**Sezione del documento:**
○ ○ ○

Partiamo dai miei album preferiti. Sono uno dietro l’altro nell’arco di due soli anni: Revolver, Sgt. Pepper's Lonely Hearts Club Band, Magical Mistery Tour e White Album. Dal 1966 al 1968 ci sono le canzoni che amo di più. In Revolver sbocciano i sitar di Harrison e arriva in occidente quell’ibridazione tra pop e musica indiana che al vostro piace assai, assai e lancia una vena psichedelica e interplanetaria mai vista e sentita prima. Possiamo parlare di globalizzazione culturale per il viaggio dei Beatles in India? Sicuramente e anche per questo e molti altri motivi considero la mescolanza tra culture, economie e persone un processo inarrestabile. Sono anni perfetti dove i nostri arrangiano i loro brani in mille mila modi passando da certe composizioni sature di suoni e soluzioni fantasiose ad altre scabre, essenziali e spigolose come in White Album. Se gli Inglesi son stanchi di sentire manfrine sui Beatles, qui in terra italica dove il trittico sole, cuore, amore trionfa ancora malgrado si navighi da tempo nel XXI secolo alcune loro canzoni suonano ancora come pericolosa avanguardia e alla fin fine anche blasonati gruppi UK degli anni 90 un orecchio a questi album lo hanno prestato eccome….
La vena pop psichedelica dei Beatles, ben riassunta nello yellow submarine transoceanico o nei canti indiani di George Harrison e dintorni e nelle ballate dedicate a Prudence Farrow ci trascina nelle acque di un Gange fantastico dove la nostra barchetta è trascinata verso dimensioni parallele e imbarca acqua di milioni di anni fa. O forse appena caduta dal cielo? Chi lo sa? Certo lasciarsi portare da queste ondate di colori sonori, strumenti, rumori, voci, testi e personalità così diverse fa girar la testa. Non ci resta che scrutare la copertina di Sgt. Pepper's un po’ ubriachi per scoprire l’identità di tutti personaggi che compaiono ed i rimandi culturali che rappresentano. Forse i Beatles sono un puzzle da comporre ascolto dopo ascolto?

○ ○ ○

**Problemi da risolvere:**
1. Nel testo sui Beatles, in quale album sbocciano i sitar di Harrison?
2. Traduci in inglese questa frase del testo sui Beatles: "Certo lasciarsi portare da queste ondate di colori sonori, strumenti, rumori, voci, testi e personalità così diverse fa girar la testa."
3. Riprendi per favore il testo sui Beatles e proseguilo dopo la sua ultima frase.

○ ○ ○

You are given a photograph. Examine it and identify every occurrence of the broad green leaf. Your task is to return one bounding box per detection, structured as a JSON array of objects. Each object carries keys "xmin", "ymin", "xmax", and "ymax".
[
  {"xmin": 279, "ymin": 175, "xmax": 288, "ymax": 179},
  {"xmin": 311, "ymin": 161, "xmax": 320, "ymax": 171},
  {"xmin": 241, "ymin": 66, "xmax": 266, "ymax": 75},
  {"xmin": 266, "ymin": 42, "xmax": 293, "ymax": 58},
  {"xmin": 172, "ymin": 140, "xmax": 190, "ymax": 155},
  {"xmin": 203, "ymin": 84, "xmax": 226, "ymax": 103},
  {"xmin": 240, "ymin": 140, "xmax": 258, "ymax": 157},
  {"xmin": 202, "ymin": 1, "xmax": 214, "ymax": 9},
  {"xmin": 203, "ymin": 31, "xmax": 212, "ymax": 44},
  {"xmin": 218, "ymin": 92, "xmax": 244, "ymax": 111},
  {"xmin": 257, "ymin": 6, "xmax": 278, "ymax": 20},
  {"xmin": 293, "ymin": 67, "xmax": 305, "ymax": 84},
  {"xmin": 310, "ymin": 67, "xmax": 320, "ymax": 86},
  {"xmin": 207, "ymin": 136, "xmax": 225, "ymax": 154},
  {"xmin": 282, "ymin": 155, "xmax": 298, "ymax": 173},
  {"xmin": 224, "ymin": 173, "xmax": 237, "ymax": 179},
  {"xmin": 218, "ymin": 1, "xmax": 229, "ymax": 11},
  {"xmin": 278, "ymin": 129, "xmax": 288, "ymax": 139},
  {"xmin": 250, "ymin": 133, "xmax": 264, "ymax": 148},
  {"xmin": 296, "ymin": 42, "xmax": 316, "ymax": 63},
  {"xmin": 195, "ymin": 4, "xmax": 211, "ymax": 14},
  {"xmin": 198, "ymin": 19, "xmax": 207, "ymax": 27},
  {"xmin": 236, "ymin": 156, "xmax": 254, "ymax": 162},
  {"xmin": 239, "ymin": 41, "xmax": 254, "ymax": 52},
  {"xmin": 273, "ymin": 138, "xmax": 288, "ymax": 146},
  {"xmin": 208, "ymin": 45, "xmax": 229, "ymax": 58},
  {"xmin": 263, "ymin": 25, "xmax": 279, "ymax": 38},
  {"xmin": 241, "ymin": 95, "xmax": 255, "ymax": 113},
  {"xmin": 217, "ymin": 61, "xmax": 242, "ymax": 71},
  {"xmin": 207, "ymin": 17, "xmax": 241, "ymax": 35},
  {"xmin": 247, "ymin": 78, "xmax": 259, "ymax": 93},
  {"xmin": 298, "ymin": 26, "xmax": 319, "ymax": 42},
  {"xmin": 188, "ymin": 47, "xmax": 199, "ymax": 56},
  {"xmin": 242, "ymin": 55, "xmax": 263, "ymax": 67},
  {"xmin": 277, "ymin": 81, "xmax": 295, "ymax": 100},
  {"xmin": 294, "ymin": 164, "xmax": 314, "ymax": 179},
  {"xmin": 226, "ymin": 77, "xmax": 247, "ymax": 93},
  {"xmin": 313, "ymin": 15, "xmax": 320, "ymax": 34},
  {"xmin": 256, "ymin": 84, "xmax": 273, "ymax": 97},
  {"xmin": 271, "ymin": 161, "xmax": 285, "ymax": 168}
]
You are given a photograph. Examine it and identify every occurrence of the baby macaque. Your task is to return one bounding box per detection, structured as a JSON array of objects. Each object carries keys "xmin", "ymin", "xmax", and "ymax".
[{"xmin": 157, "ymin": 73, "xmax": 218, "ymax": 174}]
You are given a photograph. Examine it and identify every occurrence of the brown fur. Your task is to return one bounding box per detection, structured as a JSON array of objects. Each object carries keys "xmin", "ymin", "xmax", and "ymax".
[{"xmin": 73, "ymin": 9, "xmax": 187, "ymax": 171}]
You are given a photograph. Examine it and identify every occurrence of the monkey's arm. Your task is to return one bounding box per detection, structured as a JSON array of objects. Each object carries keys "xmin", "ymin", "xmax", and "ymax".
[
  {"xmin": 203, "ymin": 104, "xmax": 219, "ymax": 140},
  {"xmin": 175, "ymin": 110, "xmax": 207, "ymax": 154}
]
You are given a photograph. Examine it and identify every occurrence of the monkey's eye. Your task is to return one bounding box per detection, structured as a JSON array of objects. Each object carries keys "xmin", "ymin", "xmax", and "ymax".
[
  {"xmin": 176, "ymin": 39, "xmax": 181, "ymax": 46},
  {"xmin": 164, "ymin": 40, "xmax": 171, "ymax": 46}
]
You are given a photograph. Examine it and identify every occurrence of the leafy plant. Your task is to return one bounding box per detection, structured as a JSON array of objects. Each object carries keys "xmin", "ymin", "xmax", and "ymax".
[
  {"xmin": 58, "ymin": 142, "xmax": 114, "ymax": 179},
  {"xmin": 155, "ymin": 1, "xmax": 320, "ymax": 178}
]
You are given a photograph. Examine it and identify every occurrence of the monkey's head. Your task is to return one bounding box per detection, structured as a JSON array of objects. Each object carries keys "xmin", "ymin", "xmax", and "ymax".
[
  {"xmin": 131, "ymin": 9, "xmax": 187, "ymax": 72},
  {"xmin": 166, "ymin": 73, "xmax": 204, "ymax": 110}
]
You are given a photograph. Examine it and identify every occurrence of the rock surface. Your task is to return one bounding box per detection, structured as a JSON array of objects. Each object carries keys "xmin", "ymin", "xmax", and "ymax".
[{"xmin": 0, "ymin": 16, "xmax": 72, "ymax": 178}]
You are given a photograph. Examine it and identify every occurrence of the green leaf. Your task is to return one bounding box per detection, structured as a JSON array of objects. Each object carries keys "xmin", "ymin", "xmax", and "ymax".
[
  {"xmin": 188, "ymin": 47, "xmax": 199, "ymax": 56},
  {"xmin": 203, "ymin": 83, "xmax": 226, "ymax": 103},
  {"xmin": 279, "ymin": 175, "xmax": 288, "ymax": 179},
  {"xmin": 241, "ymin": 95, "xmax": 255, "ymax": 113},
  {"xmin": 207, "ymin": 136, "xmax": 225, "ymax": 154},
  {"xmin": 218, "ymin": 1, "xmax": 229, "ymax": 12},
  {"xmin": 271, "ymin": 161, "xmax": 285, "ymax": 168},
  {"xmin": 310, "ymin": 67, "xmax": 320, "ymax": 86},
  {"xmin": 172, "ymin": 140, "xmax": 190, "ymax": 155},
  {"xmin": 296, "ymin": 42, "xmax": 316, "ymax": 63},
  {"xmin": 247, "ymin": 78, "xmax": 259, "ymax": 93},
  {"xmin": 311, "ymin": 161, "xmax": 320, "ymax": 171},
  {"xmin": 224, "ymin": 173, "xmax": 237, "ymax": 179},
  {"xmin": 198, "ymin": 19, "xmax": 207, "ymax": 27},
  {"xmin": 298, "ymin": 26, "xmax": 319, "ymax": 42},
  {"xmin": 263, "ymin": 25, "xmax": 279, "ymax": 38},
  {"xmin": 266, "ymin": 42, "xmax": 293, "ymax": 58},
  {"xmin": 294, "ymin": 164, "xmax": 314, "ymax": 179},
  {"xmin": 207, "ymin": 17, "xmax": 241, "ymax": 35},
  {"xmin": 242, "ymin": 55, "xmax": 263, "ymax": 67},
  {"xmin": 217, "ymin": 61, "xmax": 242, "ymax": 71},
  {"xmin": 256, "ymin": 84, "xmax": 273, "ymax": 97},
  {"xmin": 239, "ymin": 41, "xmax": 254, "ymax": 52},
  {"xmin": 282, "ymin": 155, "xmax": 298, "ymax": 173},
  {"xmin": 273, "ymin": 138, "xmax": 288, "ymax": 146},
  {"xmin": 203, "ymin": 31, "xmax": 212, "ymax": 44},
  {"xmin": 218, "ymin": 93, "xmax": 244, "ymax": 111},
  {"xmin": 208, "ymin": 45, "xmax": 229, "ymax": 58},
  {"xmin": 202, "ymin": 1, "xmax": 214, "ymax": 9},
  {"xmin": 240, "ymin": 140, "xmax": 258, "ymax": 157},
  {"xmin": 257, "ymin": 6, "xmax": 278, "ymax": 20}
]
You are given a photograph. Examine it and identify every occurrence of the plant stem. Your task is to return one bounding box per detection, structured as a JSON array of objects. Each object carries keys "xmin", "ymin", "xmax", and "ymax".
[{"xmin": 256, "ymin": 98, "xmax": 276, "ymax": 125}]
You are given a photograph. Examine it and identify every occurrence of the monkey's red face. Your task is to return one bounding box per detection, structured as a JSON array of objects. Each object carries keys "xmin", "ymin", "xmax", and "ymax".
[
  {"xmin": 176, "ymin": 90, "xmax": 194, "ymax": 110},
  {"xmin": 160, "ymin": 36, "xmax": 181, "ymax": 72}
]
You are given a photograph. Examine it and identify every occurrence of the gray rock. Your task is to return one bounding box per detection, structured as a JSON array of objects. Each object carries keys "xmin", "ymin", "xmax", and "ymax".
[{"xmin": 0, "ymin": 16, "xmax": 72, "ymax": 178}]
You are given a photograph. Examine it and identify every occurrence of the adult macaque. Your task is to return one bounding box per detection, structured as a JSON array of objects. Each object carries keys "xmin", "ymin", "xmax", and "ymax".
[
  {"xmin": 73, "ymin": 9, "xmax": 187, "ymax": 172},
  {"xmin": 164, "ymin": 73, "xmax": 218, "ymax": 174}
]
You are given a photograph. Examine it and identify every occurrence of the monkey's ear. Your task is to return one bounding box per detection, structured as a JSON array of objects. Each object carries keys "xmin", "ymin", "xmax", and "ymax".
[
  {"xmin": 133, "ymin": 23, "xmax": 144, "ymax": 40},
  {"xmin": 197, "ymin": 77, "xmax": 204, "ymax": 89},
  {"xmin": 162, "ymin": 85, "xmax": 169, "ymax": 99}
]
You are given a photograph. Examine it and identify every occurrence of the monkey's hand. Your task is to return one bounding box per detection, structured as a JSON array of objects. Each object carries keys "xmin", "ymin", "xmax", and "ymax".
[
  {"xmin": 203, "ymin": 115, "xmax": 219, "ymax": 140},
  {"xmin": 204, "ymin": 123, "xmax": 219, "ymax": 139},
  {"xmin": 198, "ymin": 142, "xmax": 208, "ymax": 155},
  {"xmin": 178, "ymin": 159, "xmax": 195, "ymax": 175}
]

○ ○ ○

**Risposte per compito:**
1. In Revolver.

2. Certainly, letting yourself be carried along by these waves of sonic colors, instruments, noises, voices, lyrics and such different personalities makes your head spin.

3.
Indubbiamente un puzzle minimale di 4 pezzi, ma difficile da comporre con Paul mancino, melodico e romantico, John invece un blues sghembo, spigoloso e poco incline al compromesso, George buono, paziente e viaggiatore, Ringo introverso e silenzioso. Un’unione difficile per questi figli della working class, ma quando è complesso fare una sintesi o non ne esce nulla, perché il tentativo fallisce miseramente o proprio nelle discussioni e negli scontri continui emergono soluzioni significative e inattese. Proprio questo è il caso dei Beatles e proprio per questo la loro storia non sarà mai una stanca e bolsa riproposizione, ma ha avuto un inizio ed una fine e non ci ha lasciato decine di dischi inutili. Meno male.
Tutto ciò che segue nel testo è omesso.